_EXCERPT TO READ_

════════

# My '10 Wyoming antelope Pics



## wyogoose (Feb 11, 2006)

Well this is the first year in five years that I have not killed my antelope with my bow. It was a long story but when it comes down to it, we were put in for the wrong area and ended up having to hunt in a really open area with a ton of water. This made the archery game very tought. I gave it a run but came up empty. Well we came home from elk camp a day early so as to be home for opening day of rifle for antelope. I knew where I wanted to be and made it there at first light and spotted several nice bucks and after a few hours I decided on the one i wanted. After a 300 yd belly crawl I got as close as I could and the herd started to get nervous so I set up for the shot. I ranged him at 502 yds and let the bullet go. The 180gr Swift Scirocco from my 7 mag hit home and he dropped in his tracks. Enjoy the pics!!


----------



## wurgs (Mar 3, 2008)

helluva shot! nice buck.


----------



## moneyshot27 (Jan 13, 2009)

nice goat. what area and what'd he score? my girlfriend and i just nailed our goats and mulies this weekend between gillette and buffalo. i'll get some pics up when i get the chance/remember how to put pics on here. by the way that's a hell of a shot. looks like your goat has pretty solid mass to him too.


----------



## wyogoose (Feb 11, 2006)

Sorry about the pics I didn't see that they got cut off on the right side when I put them on here. I shot him in area 42 over by Rock River. He had decent length and mass but his diggers were pretty small. I rough scored him the other day and got 73 7/8".


----------



## texcl (Oct 6, 2007)

that a nice animal. I drew a ND tag 3 or 4 years ago but was unable to go because of some unexpected issues at work, it just kills me I was unable to go. hopefully the herd will recover and I'll get another shot someday.


----------

════════

Dataset excerpt:

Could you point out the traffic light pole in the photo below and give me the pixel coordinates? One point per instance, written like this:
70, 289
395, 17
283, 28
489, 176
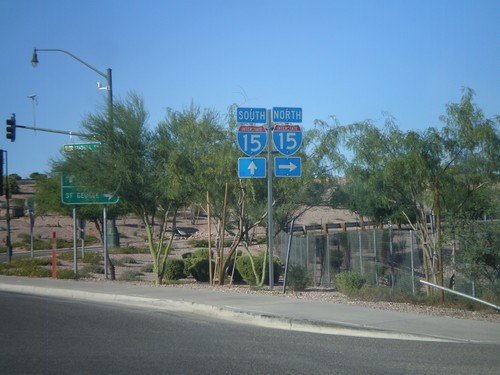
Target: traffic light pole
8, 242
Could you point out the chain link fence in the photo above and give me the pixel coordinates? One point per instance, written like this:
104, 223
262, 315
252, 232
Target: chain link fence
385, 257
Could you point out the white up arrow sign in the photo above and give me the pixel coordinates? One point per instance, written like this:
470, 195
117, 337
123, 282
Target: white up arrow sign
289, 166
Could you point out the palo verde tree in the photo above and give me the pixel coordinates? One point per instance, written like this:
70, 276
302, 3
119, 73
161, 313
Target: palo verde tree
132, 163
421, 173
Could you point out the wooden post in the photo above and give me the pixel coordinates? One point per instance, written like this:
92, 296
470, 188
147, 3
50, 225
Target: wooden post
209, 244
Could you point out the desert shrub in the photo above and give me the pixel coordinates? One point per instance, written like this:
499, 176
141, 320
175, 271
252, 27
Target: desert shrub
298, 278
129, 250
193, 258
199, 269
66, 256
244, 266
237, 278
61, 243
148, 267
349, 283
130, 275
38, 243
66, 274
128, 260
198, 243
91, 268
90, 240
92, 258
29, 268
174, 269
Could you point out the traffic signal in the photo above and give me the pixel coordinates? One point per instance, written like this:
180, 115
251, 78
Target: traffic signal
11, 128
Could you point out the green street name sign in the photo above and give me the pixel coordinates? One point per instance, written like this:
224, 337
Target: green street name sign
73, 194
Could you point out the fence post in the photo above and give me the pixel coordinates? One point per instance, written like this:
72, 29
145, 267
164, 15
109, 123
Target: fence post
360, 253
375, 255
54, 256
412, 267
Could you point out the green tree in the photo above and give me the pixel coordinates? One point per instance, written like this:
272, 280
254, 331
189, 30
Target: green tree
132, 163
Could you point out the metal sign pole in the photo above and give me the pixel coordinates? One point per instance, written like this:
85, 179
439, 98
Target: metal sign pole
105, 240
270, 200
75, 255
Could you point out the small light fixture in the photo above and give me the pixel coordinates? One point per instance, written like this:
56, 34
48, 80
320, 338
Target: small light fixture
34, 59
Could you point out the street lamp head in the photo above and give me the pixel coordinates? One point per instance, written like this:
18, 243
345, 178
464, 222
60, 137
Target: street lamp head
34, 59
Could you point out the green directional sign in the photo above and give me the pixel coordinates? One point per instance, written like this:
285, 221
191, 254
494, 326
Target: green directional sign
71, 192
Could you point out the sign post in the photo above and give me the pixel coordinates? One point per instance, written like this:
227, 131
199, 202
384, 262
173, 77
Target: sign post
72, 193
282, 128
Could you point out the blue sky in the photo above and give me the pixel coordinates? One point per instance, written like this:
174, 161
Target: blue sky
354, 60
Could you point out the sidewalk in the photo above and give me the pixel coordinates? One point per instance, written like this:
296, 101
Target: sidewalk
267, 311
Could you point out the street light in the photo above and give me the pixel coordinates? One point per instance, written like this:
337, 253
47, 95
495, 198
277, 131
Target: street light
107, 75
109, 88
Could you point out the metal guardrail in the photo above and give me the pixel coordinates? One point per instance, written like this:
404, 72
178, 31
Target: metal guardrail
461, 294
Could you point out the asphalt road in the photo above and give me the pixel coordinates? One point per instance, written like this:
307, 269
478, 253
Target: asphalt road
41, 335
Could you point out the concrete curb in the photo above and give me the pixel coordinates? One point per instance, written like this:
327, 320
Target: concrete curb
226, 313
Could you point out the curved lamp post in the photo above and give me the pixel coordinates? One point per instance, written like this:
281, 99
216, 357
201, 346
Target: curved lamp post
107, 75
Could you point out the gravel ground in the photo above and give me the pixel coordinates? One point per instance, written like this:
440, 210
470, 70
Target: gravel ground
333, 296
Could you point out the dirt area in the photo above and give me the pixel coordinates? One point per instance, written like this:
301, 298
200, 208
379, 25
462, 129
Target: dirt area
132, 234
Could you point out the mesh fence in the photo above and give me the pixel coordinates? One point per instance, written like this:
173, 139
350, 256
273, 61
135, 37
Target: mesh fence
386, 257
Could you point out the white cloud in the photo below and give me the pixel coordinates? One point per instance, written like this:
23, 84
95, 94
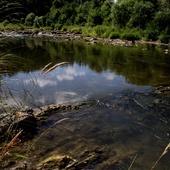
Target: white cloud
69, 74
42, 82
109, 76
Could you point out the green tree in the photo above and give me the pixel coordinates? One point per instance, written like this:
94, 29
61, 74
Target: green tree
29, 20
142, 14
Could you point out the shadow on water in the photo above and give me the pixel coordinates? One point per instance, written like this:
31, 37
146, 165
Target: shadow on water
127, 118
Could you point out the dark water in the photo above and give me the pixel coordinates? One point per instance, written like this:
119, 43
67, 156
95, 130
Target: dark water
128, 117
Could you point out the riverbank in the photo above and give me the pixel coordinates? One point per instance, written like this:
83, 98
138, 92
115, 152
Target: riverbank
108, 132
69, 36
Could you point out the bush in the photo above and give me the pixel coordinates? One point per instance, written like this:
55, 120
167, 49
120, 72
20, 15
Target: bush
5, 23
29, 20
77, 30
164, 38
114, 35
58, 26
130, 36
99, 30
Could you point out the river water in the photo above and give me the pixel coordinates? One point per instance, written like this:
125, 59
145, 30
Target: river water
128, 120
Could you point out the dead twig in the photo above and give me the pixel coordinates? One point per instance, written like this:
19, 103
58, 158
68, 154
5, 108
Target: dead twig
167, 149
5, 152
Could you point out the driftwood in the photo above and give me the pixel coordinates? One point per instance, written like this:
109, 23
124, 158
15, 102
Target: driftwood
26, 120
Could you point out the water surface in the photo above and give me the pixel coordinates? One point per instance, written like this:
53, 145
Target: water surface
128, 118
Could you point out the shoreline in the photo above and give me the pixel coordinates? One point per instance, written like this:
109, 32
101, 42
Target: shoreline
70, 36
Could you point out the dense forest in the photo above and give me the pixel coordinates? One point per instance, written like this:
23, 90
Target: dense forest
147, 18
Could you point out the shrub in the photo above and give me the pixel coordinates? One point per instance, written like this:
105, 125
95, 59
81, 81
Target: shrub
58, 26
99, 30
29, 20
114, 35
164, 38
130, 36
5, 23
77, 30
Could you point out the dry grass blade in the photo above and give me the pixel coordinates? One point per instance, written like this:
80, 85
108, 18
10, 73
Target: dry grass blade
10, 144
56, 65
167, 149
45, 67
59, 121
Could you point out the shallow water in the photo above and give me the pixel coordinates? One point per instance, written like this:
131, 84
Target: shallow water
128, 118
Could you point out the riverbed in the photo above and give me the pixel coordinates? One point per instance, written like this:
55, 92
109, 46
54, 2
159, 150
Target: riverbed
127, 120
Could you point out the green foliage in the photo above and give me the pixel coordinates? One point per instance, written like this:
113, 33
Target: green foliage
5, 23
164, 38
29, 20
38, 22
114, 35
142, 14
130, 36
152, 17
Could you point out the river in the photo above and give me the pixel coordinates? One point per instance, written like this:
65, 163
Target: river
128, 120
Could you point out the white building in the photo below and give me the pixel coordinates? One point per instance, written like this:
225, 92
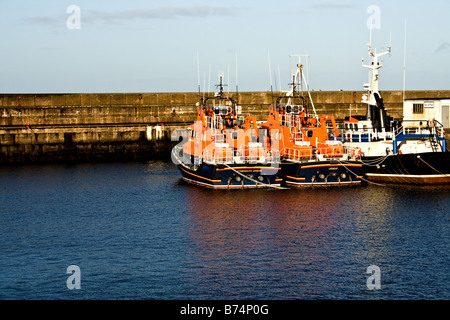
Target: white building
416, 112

════════

_BRIEF A_
Update the antelope hunt thread from "Sorry about the" up to and including "another shot someday.", putting "prongs" in place of "diggers".
_BRIEF B_
Which distinct usernames posted in the antelope hunt thread?
Rely only on the antelope hunt thread for your answers.

_CORRECT RESPONSE A_
Sorry about the pics I didn't see that they got cut off on the right side when I put them on here. I shot him in area 42 over by Rock River. He had decent length and mass but his prongs were pretty small. I rough scored him the other day and got 73 7/8".


----------



## texcl (Oct 6, 2007)

that a nice animal. I drew a ND tag 3 or 4 years ago but was unable to go because of some unexpected issues at work, it just kills me I was unable to go. hopefully the herd will recover and I'll get another shot someday.

_CORRECT RESPONSE B_
wyogoose, wurgs, moneyshot27, texcl